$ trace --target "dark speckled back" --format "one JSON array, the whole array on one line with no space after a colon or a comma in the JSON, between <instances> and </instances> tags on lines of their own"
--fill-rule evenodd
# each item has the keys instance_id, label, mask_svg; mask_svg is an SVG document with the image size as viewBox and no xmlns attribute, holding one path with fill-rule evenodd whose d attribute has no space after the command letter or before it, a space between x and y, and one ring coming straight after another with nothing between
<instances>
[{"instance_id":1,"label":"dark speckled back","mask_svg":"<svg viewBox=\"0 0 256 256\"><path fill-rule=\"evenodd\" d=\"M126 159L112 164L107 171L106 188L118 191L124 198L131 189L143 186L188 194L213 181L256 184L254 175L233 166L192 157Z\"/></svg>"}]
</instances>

## Work instructions
Turn the lines above into a numbered list, leaving out any blank lines.

## Written response
1. $ trace --target "dark speckled back" --format "one JSON array, the whole array on one line with no space after a colon or a comma in the JSON, between <instances> and </instances> tags on lines of their own"
2. --fill-rule evenodd
3. # each item has the keys instance_id, label, mask_svg; mask_svg is an SVG document with the image size as viewBox and no xmlns attribute, holding one path with fill-rule evenodd whose d attribute has no space after the command letter or before it, a space between x and y, and one ring coming straight after another with nothing between
4. <instances>
5. [{"instance_id":1,"label":"dark speckled back","mask_svg":"<svg viewBox=\"0 0 256 256\"><path fill-rule=\"evenodd\" d=\"M126 159L112 164L107 171L106 188L118 191L124 198L131 189L143 186L188 194L213 181L256 184L254 175L233 166L192 157Z\"/></svg>"}]
6. </instances>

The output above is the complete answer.